● **DATA EXTRACT**

▬▬▬▬▬▬▬▬▬▬

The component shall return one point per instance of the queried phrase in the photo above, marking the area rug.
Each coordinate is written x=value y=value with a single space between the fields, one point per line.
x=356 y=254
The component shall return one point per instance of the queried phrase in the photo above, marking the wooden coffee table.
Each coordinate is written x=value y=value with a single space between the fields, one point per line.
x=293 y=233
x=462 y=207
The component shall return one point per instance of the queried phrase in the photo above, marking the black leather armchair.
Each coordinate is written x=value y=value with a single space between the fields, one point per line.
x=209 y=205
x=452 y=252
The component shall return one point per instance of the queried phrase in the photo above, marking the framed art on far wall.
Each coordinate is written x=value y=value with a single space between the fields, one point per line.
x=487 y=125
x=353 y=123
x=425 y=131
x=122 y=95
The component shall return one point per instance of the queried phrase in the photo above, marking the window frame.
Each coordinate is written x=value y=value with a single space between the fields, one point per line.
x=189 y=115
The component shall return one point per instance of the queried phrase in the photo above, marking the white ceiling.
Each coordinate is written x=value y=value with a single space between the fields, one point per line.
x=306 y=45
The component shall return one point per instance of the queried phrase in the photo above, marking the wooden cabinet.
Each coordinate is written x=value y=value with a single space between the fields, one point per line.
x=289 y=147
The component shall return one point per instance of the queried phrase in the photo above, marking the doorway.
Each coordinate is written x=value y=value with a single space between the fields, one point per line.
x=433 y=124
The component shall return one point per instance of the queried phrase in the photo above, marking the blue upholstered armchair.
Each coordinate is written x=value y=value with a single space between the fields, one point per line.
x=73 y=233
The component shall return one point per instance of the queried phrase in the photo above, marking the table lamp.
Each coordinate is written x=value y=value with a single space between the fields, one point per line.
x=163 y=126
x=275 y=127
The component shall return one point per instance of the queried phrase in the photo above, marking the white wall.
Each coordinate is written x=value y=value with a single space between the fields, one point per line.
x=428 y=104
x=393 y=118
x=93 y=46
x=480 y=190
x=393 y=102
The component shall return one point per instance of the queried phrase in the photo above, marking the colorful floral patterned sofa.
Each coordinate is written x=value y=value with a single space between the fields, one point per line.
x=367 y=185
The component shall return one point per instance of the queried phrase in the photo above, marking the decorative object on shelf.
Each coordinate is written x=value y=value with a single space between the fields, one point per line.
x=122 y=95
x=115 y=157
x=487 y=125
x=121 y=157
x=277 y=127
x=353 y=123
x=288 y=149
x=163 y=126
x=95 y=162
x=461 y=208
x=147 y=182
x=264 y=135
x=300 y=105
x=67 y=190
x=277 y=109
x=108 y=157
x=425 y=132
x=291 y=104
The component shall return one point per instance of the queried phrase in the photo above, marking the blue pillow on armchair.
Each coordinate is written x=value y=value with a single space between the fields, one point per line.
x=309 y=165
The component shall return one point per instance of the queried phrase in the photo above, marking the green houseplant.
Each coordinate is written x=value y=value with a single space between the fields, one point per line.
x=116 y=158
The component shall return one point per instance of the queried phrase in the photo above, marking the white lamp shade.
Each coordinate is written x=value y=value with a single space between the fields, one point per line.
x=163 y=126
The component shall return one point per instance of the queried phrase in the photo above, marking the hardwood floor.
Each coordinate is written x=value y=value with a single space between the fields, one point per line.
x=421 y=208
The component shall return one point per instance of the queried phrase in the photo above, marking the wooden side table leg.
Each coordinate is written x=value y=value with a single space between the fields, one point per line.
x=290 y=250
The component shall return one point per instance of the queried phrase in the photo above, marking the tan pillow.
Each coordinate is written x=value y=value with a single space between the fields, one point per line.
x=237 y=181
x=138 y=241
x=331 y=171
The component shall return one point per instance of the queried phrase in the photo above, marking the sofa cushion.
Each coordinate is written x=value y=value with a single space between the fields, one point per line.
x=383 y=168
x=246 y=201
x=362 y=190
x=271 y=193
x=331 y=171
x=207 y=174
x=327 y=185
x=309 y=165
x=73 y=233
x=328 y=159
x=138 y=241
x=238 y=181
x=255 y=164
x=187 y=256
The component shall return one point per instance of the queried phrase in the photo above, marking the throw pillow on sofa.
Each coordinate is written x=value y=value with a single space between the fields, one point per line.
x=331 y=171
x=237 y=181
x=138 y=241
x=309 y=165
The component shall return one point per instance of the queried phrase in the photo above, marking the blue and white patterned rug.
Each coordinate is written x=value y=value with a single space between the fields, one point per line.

▬▬▬▬▬▬▬▬▬▬

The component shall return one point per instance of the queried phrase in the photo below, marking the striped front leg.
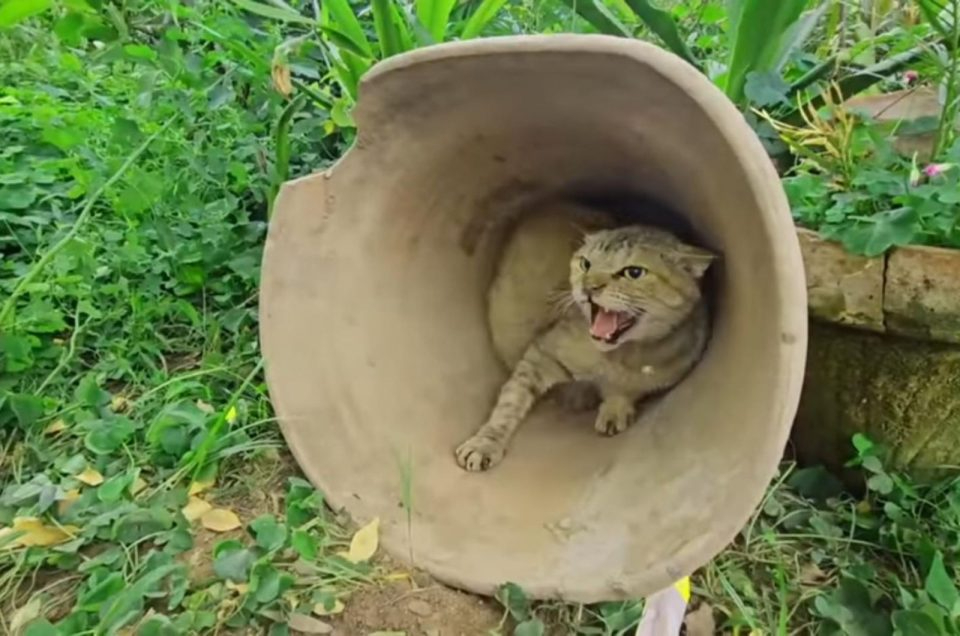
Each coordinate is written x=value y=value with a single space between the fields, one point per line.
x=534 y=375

▬▬▬▬▬▬▬▬▬▬

● **TASK BRIEF**
Within the entries, find all lines holding "patterned" and copy each one.

● **WRITTEN RESPONSE**
The component shall return one point per instance of the queried phrase in the photo above, marking the colorful floral patterned sofa.
The component shall return one point per instance of the queried phrase in the photo above, marking the blue and white patterned rug.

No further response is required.